WHAT YOU ARE ASKED TO DO:
Can you render the records from the line with "Where in the photo above do you see the green felt" up to and including the line with "[120,126,129,154]" as a JSON list of strings, one string per line, with blank lines left out?
■ ■ ■ ■ ■
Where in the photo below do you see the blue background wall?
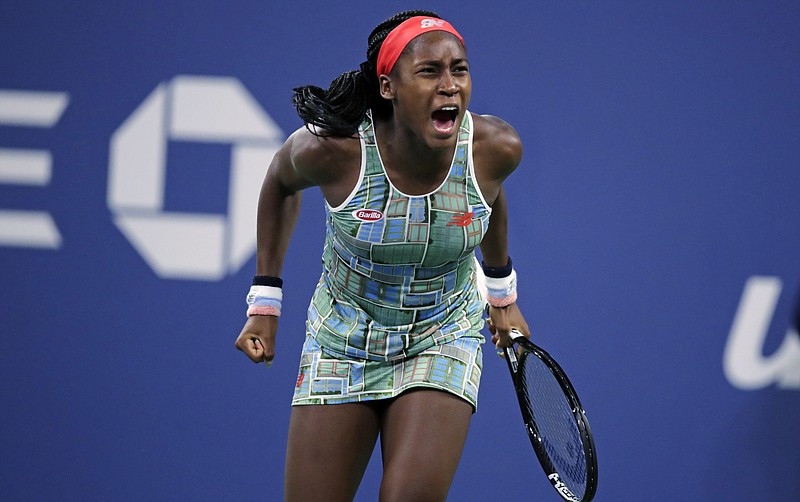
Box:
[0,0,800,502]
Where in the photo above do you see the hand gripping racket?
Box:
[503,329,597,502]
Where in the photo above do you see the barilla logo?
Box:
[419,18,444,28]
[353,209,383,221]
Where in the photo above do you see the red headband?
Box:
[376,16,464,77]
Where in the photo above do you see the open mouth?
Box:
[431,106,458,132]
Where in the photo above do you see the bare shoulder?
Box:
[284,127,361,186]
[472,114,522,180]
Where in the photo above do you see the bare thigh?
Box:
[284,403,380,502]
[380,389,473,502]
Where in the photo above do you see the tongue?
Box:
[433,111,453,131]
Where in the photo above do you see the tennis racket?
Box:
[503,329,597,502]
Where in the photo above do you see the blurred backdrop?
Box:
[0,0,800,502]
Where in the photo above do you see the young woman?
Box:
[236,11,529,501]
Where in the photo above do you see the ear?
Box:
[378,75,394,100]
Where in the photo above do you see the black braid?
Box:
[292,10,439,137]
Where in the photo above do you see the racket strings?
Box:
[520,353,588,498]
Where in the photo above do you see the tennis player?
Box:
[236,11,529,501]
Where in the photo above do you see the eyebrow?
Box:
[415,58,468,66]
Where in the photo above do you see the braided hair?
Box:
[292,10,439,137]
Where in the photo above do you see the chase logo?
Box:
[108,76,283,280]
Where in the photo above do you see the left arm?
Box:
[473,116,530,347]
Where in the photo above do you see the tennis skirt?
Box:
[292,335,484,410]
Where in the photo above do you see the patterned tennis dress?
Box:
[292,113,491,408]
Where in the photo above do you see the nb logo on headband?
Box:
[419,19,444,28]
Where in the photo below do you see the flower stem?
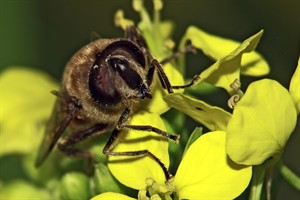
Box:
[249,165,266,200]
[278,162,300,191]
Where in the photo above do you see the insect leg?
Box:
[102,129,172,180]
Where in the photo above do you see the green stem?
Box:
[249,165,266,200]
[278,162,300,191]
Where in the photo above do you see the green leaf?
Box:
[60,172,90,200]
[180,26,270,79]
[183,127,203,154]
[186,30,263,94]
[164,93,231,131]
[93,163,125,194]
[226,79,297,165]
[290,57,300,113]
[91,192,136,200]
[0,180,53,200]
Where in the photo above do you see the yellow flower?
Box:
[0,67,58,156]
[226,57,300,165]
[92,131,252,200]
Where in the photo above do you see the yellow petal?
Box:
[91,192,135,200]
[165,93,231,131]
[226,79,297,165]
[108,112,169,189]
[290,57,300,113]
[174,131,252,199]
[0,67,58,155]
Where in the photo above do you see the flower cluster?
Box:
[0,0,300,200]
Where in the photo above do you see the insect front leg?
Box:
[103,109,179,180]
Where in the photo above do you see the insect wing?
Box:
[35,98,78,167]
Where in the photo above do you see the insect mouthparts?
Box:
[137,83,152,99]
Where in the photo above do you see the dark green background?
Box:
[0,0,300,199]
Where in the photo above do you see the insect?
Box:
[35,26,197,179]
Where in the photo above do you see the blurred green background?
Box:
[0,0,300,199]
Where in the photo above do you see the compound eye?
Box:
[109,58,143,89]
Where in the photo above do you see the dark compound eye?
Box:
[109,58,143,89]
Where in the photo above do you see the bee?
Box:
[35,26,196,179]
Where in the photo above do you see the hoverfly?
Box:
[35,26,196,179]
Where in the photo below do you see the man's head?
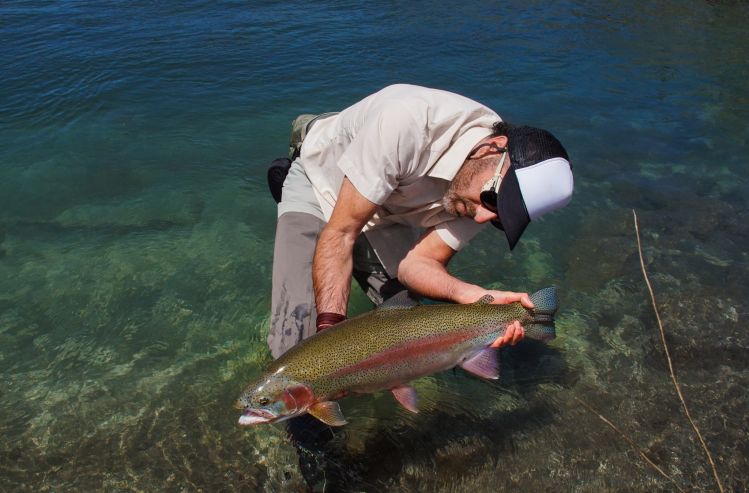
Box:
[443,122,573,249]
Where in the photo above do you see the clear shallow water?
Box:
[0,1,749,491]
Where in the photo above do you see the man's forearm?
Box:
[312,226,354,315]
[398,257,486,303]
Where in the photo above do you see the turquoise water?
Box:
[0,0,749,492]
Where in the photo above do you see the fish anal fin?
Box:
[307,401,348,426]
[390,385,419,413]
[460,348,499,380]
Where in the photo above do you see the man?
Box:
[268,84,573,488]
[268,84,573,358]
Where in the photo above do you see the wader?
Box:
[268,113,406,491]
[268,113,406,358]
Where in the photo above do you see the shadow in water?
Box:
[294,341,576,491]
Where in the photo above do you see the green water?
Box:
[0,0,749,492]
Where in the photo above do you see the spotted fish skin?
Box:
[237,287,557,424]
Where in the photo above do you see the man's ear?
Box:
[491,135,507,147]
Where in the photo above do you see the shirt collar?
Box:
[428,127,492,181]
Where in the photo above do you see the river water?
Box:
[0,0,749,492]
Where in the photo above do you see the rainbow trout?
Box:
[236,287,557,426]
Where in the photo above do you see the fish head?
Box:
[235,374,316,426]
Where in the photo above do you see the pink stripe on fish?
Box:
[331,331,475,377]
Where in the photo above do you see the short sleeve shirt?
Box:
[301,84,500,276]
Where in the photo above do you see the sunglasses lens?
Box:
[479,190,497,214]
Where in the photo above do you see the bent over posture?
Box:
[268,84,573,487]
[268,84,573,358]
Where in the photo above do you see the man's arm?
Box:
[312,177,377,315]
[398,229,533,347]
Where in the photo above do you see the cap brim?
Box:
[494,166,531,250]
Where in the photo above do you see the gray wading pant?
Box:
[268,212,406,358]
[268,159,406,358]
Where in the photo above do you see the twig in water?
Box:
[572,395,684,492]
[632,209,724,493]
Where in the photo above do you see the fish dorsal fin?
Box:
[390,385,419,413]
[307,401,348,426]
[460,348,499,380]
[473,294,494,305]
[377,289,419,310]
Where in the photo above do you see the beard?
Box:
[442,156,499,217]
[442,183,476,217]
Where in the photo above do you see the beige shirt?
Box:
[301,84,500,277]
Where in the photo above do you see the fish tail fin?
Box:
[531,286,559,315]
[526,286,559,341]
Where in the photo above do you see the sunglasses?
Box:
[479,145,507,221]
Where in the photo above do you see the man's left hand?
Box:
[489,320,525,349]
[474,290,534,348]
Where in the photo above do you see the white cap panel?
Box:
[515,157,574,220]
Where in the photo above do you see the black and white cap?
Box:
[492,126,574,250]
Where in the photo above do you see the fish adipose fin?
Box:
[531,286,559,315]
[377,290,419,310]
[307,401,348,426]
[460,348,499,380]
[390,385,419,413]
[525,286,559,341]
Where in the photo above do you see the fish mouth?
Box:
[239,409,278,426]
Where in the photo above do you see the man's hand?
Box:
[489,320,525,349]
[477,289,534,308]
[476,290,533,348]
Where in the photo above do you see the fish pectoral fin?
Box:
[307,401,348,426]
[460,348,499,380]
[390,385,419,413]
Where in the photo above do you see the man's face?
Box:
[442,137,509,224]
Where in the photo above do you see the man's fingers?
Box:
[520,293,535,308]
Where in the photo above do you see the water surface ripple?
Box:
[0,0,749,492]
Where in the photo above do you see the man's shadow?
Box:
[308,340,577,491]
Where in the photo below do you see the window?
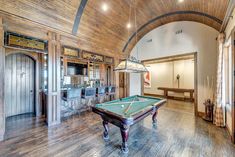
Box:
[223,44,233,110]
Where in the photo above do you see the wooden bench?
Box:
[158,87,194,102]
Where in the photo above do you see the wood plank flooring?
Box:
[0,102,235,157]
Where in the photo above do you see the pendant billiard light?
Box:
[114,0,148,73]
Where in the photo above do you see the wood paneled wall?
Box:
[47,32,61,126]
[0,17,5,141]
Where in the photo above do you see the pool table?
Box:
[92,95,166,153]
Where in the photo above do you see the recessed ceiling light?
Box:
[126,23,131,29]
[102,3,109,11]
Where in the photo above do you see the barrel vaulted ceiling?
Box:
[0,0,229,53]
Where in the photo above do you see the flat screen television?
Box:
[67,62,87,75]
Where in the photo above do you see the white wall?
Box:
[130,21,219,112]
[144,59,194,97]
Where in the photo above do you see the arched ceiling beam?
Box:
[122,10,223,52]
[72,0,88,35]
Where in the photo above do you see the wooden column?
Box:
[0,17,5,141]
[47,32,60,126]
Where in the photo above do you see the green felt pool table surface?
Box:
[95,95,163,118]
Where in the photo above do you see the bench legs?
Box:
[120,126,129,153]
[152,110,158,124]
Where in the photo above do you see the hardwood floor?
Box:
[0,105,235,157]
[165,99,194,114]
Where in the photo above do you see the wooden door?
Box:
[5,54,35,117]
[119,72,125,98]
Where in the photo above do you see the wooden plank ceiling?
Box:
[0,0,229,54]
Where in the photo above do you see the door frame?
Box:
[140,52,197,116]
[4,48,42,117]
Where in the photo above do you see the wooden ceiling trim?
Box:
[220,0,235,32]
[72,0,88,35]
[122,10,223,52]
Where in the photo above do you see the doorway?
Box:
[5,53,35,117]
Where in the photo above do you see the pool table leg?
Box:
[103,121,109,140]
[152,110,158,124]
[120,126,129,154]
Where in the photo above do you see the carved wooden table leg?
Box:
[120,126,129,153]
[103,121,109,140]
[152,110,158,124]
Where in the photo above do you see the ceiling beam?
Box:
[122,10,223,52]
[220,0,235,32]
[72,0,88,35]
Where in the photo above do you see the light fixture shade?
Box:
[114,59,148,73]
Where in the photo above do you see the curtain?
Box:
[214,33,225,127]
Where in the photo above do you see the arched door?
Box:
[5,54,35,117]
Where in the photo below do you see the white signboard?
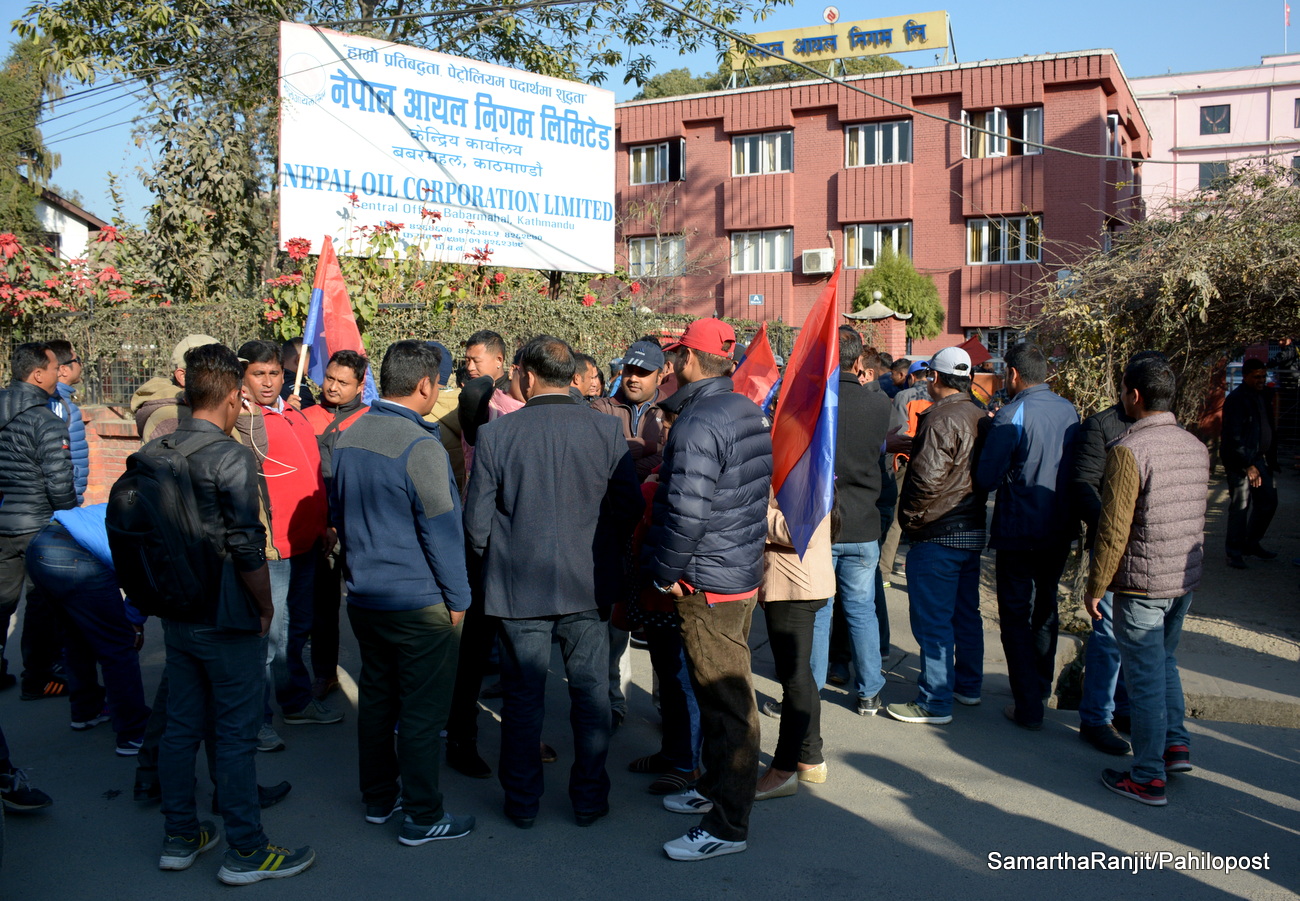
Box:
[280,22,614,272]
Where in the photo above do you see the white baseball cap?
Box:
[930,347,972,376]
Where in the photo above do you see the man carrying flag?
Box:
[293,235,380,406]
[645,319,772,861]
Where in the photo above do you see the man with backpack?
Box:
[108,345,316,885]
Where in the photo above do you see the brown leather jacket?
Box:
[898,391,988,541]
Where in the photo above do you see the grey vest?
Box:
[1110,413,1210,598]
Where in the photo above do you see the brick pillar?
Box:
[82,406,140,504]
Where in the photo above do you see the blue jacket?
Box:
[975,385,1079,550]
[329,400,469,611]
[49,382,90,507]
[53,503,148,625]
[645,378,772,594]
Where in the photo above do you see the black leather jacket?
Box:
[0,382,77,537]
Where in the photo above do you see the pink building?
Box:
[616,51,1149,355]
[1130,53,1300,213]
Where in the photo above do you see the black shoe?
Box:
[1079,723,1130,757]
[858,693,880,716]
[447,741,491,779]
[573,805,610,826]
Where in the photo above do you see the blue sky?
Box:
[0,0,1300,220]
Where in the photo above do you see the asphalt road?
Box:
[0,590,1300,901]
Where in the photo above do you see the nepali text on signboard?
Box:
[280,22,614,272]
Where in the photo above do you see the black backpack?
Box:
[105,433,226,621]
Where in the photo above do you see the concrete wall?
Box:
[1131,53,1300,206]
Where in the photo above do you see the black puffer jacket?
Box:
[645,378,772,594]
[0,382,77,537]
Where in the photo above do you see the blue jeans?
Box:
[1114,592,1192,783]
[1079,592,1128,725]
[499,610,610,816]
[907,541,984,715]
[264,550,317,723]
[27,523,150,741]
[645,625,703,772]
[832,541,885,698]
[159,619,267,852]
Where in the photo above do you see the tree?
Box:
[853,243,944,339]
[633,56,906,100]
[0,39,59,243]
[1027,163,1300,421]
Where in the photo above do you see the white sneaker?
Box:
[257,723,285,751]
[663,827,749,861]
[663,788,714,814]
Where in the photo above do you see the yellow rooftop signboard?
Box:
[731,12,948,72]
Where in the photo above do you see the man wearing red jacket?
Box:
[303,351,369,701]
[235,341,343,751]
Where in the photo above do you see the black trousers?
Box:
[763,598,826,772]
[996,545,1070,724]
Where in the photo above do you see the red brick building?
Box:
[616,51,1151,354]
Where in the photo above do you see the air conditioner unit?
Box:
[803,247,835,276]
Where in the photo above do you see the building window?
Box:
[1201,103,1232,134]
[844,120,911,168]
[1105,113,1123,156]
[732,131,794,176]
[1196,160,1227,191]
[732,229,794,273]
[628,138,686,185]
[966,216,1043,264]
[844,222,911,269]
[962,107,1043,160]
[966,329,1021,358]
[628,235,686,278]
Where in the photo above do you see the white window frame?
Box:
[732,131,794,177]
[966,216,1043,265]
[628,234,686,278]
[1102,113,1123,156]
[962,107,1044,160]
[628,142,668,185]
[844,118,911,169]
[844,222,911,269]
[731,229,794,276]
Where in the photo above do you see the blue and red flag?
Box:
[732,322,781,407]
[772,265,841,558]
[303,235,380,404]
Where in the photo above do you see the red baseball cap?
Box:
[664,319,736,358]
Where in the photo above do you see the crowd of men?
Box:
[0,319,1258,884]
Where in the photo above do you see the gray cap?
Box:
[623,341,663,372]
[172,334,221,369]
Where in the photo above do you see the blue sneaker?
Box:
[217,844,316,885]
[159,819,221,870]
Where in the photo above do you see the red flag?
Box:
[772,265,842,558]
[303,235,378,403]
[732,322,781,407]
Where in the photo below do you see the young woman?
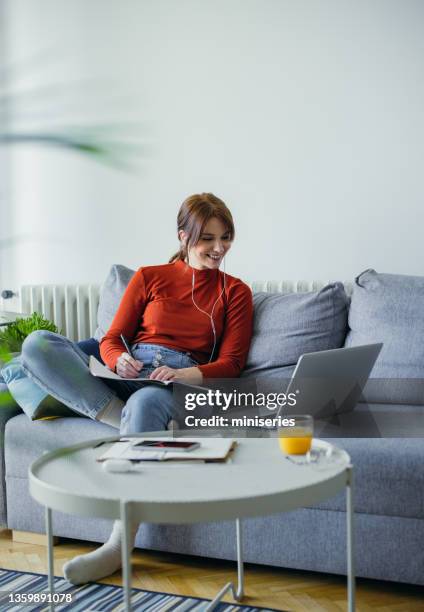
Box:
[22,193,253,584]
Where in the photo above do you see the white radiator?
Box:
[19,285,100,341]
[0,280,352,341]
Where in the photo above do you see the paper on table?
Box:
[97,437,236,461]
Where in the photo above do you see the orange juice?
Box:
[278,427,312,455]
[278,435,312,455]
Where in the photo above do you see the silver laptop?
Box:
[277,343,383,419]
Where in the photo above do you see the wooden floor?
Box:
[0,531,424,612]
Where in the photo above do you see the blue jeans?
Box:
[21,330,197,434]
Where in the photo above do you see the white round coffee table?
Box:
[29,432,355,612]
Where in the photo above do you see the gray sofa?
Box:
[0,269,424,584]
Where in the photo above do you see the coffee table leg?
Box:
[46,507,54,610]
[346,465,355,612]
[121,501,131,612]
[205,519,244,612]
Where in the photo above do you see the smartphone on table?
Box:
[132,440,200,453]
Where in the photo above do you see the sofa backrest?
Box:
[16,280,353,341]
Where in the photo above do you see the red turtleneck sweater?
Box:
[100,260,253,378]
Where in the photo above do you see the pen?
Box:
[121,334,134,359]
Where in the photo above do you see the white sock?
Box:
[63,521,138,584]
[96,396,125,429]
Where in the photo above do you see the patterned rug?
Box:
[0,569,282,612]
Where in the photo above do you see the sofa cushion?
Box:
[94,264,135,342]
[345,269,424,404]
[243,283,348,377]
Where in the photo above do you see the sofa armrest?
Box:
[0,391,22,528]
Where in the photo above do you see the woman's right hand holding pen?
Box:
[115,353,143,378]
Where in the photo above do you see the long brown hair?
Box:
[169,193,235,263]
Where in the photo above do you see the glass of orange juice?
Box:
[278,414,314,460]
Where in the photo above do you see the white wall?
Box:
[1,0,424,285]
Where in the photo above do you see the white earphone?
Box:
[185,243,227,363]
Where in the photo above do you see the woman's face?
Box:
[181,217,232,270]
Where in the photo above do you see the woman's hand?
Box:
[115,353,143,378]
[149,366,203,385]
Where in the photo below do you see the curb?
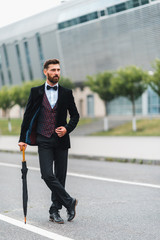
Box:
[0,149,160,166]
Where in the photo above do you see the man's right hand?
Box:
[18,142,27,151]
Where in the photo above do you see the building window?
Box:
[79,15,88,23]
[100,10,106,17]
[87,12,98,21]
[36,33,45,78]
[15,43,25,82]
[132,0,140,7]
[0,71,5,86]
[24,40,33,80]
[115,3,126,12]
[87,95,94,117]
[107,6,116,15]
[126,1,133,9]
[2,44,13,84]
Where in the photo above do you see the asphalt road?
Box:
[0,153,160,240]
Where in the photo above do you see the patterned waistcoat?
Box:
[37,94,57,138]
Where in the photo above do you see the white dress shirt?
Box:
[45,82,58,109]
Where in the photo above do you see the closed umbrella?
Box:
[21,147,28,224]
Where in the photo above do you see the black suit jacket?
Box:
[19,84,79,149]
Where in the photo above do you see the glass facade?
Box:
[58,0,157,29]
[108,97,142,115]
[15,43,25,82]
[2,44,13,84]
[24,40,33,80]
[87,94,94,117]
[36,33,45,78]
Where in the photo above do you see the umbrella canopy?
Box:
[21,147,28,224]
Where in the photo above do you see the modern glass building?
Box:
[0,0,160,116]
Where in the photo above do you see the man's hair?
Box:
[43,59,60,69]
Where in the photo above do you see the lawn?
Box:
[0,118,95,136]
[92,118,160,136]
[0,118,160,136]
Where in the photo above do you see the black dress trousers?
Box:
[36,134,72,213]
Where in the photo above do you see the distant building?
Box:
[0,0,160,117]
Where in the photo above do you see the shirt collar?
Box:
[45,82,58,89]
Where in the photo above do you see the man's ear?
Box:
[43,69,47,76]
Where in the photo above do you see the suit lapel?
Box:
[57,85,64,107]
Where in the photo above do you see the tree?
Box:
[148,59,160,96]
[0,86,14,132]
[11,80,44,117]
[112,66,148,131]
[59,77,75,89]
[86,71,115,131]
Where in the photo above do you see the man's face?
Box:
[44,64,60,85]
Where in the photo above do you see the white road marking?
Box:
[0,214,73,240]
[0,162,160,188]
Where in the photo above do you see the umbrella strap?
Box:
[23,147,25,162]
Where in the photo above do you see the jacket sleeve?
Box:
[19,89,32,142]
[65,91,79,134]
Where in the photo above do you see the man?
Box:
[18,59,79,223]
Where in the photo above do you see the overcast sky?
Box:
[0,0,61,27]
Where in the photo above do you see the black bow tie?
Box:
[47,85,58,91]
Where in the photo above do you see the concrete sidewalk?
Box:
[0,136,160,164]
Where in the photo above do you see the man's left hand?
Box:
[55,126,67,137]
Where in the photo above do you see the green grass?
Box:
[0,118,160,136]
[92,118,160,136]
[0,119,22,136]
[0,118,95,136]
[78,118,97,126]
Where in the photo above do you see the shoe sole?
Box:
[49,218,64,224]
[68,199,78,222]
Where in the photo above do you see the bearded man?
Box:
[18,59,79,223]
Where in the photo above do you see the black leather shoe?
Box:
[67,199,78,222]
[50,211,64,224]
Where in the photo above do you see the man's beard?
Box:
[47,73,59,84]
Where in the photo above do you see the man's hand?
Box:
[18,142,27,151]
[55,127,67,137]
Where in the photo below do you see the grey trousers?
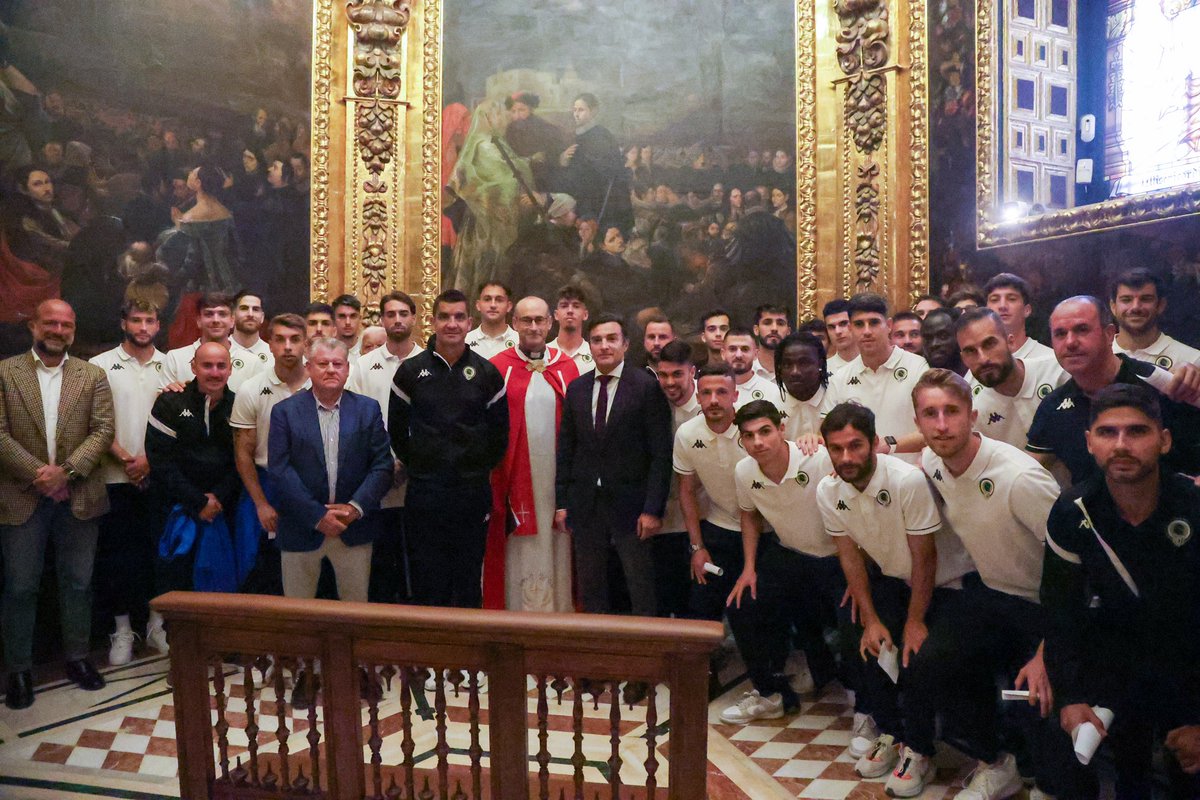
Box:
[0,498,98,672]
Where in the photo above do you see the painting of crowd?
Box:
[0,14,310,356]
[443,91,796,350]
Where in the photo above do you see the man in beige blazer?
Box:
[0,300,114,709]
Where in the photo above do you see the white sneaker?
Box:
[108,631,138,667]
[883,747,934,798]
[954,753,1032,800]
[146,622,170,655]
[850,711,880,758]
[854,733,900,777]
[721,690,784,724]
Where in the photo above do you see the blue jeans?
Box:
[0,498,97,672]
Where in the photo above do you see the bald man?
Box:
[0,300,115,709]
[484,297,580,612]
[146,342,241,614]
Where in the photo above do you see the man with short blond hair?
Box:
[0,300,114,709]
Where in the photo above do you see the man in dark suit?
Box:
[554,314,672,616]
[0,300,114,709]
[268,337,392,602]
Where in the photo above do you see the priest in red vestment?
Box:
■ ■ ■ ■ ■
WORKED SOLUTION:
[
  "Where in the photo above do you see the green felt pool table surface?",
  "Box:",
  "[95,95,163,118]",
  "Where in the photo above do you see the bench legs?",
  "Box:",
  "[120,126,129,153]",
  "[152,110,158,124]",
  "Where in the photo above do you see the hardwood floor?",
  "Box:",
  "[0,105,235,157]",
  "[165,99,194,114]",
  "Where in the photo above do you see the wooden door?",
  "Box:",
  "[5,54,35,117]",
  "[119,72,125,98]",
  "Where in the photo above do you see the wooden plank ceiling?",
  "Box:",
  "[0,0,229,54]",
  "Where in the photo above do you see the door frame?",
  "Box:",
  "[140,52,197,116]",
  "[4,48,42,117]",
  "Where in the photo above do you see the wooden ceiling trim?",
  "Box:",
  "[220,0,235,32]",
  "[72,0,88,35]",
  "[122,10,223,52]",
  "Where in the photo above do you see the doorway?",
  "Box:",
  "[5,53,35,117]",
  "Where in the photo above do you see the pool table leg?",
  "Box:",
  "[103,121,109,140]",
  "[152,110,158,124]",
  "[120,126,129,154]"
]